**REQUIRED TASK:**
Show every line of the data below that contains the word "eyebrow", copying each one in full.

A run of records:
((

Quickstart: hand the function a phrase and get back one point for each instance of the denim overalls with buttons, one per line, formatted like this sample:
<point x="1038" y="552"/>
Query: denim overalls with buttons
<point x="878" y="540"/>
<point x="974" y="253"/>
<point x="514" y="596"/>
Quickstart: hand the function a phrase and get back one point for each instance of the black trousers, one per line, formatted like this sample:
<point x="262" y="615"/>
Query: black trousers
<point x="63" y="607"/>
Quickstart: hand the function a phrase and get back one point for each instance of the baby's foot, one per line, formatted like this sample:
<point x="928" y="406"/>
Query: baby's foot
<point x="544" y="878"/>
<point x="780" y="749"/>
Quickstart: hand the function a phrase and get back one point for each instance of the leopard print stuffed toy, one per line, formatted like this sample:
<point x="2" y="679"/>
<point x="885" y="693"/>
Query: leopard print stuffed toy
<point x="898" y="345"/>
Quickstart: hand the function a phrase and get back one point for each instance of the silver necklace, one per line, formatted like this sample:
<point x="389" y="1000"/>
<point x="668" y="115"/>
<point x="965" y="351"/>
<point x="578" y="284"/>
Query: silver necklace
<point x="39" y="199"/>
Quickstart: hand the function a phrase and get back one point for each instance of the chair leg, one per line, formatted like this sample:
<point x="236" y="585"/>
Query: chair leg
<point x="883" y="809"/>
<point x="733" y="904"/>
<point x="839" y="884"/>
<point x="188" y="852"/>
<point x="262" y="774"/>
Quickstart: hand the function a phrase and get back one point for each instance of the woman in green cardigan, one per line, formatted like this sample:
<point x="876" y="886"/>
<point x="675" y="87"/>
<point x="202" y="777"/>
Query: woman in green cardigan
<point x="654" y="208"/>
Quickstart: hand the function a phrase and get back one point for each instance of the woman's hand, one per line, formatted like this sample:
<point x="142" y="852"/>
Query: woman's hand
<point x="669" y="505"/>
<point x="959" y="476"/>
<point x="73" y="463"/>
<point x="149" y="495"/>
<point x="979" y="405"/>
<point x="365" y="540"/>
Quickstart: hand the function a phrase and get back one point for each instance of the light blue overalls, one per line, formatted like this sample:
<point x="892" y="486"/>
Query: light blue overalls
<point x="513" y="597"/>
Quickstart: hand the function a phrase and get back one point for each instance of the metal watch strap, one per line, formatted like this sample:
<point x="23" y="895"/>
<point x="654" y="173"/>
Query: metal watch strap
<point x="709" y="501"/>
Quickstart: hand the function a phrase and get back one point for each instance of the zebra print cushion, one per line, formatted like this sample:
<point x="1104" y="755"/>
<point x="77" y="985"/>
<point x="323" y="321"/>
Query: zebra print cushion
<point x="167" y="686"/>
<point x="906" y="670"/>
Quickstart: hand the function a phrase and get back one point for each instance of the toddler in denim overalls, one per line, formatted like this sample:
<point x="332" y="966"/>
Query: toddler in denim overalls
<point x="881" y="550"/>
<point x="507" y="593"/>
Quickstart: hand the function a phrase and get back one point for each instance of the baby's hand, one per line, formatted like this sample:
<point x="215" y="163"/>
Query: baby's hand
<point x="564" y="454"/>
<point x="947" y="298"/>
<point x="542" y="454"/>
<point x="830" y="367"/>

))
((

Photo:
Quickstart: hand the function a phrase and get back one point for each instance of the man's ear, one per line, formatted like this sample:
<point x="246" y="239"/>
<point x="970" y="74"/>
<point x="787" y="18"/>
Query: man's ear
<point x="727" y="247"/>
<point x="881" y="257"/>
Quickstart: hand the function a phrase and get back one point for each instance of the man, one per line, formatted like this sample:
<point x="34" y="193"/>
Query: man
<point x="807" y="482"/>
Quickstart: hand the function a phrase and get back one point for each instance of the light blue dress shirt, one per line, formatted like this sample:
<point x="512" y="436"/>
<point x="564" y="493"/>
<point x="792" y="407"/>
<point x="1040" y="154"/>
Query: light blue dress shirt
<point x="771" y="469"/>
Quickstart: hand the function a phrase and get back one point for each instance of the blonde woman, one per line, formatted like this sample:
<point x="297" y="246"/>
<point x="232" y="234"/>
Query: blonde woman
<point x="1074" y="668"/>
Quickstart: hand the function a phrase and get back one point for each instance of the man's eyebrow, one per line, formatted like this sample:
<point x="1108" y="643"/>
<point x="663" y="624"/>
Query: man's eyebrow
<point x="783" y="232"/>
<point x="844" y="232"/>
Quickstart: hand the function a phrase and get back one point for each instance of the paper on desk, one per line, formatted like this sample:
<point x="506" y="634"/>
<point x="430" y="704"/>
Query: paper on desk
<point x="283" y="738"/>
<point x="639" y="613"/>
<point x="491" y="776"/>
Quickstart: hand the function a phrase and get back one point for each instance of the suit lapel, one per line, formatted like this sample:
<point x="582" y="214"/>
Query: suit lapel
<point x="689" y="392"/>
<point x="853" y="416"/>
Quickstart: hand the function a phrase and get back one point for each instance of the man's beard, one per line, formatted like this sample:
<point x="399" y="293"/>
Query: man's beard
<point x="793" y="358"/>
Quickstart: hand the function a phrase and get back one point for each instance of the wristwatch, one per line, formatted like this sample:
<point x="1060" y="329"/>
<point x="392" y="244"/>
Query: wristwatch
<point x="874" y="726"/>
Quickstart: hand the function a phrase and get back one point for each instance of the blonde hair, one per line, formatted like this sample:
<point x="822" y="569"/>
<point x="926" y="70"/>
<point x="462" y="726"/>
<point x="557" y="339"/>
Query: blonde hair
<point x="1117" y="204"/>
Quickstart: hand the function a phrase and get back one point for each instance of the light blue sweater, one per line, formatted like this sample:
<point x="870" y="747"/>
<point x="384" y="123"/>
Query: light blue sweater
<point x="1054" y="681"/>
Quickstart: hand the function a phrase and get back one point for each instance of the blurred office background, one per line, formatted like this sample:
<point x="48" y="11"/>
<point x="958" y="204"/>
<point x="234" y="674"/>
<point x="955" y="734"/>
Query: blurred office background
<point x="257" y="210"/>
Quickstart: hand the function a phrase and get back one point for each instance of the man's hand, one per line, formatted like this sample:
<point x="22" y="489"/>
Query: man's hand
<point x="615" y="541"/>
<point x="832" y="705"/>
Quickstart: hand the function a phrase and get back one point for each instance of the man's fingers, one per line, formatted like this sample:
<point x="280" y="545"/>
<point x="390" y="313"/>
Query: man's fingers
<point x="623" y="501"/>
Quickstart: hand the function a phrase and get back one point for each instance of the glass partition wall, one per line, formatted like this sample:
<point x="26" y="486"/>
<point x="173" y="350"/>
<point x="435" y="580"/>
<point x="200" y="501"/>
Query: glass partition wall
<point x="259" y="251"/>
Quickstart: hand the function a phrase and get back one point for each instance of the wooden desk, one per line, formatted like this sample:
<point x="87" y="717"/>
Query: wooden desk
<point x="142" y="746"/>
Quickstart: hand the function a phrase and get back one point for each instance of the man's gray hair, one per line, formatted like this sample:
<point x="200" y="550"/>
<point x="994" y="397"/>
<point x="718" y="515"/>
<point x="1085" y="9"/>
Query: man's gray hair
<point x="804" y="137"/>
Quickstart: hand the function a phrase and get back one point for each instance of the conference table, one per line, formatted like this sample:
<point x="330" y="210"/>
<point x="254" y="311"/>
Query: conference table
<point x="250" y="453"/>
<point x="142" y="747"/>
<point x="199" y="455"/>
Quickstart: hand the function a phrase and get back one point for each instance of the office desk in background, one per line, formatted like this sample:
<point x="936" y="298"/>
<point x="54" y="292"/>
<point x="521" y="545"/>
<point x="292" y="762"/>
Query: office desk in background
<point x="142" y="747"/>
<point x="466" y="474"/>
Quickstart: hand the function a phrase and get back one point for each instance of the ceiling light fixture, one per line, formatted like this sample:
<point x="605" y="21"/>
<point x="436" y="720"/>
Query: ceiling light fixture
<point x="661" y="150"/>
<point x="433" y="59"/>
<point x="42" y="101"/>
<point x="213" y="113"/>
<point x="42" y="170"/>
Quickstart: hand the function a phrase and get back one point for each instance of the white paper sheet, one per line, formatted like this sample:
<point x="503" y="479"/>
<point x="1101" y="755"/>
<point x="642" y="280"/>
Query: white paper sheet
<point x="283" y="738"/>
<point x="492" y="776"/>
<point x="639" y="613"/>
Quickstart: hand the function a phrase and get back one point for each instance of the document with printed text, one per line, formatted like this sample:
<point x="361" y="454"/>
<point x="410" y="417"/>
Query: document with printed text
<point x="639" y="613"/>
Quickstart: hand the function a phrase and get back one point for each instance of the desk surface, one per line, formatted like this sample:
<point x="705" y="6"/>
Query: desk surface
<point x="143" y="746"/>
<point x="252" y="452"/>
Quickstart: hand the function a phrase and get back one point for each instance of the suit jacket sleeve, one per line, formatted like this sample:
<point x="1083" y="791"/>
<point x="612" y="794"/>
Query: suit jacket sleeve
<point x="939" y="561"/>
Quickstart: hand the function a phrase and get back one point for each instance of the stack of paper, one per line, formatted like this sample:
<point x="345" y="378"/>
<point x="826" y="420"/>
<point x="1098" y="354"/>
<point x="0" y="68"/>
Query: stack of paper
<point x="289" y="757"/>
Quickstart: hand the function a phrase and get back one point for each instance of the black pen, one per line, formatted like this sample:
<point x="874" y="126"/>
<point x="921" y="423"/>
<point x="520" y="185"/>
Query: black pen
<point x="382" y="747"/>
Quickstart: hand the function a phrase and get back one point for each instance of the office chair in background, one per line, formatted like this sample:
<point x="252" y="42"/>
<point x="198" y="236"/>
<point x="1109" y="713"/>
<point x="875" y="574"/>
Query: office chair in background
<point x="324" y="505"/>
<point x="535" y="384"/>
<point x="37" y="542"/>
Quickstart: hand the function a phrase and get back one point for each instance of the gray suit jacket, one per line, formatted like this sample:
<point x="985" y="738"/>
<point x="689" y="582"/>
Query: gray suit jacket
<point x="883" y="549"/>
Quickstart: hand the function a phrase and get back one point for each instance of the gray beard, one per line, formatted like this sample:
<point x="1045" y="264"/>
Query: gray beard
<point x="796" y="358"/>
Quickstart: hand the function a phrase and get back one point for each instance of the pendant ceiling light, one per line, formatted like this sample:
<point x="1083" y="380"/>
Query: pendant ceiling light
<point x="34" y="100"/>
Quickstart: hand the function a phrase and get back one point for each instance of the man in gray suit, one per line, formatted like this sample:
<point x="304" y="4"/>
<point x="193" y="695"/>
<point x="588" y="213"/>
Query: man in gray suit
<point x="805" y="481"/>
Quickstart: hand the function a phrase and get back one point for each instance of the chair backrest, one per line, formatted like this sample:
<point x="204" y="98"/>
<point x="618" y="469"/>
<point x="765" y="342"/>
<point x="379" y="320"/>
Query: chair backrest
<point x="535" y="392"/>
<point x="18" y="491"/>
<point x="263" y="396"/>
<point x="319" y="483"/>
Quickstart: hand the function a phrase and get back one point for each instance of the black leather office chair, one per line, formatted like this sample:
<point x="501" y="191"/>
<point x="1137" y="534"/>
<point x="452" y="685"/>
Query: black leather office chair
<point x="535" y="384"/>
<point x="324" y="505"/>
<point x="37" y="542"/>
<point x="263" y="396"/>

))

**EXERCISE OUTPUT:**
Quickstart: hand the function a phrase and get back one point for each instance of the man's eyebrow, one per line, formatted like this sample:
Query: man's eyebrow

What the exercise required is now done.